■ DATA SUPPLIED
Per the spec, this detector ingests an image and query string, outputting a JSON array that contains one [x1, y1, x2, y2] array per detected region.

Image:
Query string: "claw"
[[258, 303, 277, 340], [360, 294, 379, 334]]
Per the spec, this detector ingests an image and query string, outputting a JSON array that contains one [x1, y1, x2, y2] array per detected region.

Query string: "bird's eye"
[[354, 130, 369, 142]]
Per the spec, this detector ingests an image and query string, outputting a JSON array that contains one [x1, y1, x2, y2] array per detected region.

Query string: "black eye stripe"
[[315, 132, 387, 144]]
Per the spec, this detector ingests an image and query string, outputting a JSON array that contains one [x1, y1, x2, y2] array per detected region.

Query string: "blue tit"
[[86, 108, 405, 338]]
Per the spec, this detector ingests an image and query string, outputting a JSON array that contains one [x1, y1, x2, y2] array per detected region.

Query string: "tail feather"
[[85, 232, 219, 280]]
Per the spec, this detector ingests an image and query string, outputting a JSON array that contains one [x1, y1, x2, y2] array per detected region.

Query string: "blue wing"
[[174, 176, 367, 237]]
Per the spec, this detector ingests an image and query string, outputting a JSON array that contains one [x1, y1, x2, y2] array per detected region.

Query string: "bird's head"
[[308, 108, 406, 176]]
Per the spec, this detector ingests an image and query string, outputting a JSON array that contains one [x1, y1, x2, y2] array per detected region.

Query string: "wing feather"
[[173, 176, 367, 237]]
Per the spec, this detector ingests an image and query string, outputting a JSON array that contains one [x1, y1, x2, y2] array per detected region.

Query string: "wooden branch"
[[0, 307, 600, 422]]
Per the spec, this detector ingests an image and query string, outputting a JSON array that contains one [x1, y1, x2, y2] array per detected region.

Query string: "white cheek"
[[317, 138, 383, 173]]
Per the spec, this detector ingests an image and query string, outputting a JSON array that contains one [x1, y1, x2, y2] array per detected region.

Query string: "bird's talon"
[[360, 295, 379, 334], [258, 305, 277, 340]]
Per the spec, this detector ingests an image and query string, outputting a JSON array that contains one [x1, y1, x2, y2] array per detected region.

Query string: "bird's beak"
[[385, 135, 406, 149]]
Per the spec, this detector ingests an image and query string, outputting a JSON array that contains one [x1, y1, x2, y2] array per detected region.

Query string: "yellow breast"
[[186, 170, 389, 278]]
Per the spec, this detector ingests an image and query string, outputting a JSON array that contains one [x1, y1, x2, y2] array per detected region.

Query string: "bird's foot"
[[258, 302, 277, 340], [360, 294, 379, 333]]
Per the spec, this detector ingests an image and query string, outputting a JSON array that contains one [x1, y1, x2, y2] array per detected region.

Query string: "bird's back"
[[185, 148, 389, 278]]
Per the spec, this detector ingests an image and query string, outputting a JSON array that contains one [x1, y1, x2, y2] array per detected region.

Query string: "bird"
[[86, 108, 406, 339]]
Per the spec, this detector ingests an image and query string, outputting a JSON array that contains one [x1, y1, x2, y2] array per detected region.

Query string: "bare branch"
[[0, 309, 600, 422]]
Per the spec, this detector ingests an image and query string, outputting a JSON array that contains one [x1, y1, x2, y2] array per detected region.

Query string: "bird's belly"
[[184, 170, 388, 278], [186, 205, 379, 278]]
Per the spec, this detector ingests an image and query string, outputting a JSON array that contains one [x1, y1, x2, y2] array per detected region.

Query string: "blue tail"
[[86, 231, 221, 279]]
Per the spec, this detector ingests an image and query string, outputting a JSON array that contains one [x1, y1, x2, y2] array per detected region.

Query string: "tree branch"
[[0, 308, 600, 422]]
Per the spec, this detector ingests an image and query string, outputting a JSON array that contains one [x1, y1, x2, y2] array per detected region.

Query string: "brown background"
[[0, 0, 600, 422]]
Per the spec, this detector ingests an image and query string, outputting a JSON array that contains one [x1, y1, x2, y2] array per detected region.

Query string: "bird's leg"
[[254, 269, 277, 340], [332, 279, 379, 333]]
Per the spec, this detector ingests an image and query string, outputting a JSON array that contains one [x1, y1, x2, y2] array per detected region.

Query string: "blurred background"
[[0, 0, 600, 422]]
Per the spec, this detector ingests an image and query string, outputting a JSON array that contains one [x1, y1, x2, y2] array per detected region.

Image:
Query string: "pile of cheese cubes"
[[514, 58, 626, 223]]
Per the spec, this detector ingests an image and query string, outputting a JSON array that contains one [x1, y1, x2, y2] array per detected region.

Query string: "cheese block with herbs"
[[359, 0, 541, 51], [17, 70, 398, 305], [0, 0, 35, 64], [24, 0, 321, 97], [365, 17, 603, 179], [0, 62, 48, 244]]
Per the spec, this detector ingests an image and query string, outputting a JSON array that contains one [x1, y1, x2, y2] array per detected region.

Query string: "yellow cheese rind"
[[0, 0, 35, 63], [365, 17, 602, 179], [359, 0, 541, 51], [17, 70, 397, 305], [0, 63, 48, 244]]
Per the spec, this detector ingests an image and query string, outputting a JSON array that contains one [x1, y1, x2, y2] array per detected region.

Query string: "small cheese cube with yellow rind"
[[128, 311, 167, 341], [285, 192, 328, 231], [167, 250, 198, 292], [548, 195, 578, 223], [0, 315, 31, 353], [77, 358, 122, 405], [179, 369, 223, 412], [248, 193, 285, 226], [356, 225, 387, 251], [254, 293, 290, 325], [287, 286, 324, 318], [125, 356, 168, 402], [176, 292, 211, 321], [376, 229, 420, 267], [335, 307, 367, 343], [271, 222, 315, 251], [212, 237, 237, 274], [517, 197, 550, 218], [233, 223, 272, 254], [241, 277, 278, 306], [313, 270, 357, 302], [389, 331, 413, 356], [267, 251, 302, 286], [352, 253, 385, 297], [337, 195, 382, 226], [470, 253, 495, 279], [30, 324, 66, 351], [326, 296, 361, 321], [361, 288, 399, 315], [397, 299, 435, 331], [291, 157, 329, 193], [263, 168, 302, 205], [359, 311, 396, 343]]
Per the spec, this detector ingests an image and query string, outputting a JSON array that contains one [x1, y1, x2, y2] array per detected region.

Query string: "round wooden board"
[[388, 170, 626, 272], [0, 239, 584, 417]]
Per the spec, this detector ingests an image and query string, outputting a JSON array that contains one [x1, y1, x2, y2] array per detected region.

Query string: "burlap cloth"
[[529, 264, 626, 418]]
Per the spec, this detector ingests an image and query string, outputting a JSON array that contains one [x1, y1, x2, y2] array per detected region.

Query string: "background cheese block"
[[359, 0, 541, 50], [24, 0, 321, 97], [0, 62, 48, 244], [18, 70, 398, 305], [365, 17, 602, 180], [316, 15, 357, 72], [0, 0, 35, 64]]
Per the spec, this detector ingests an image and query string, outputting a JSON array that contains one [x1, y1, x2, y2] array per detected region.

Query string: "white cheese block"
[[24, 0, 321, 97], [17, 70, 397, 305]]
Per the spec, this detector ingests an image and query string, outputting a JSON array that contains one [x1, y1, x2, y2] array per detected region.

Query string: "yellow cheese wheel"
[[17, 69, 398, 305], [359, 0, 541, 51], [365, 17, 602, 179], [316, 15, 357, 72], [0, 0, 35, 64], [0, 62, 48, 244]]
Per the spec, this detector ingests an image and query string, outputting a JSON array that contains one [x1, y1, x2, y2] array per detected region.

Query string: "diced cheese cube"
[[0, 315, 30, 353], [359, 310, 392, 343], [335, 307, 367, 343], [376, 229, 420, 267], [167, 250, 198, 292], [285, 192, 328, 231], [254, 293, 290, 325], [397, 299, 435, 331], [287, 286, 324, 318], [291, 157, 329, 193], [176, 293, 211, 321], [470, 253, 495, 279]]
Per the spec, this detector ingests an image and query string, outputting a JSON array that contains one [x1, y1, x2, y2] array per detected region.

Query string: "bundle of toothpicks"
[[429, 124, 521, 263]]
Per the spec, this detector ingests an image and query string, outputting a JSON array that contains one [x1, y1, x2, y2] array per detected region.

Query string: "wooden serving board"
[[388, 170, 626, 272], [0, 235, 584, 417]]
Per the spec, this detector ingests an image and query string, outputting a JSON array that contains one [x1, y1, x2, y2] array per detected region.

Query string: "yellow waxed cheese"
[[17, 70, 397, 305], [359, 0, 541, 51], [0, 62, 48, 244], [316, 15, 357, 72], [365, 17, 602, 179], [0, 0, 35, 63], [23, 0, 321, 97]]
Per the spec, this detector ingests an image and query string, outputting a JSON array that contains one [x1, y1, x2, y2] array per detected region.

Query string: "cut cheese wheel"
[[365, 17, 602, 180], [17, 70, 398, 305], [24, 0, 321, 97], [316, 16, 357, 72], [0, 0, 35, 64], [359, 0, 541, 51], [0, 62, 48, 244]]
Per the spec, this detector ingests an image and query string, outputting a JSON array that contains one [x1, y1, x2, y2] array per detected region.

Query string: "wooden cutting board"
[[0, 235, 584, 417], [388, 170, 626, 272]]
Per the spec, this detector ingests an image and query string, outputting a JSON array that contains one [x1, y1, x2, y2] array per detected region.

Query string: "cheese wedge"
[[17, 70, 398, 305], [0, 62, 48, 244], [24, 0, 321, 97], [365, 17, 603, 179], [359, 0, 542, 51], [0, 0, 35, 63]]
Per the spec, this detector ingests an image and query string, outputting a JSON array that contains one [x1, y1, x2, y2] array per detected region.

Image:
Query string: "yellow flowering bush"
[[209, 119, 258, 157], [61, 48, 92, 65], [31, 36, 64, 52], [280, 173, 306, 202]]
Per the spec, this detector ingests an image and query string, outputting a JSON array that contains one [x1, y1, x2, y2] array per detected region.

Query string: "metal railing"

■ JOB
From the records above, pull out every line that contains the string "white". Case counts.

■ COMPLETE RESPONSE
Query string: "white cheek"
Query string: "white cheese block"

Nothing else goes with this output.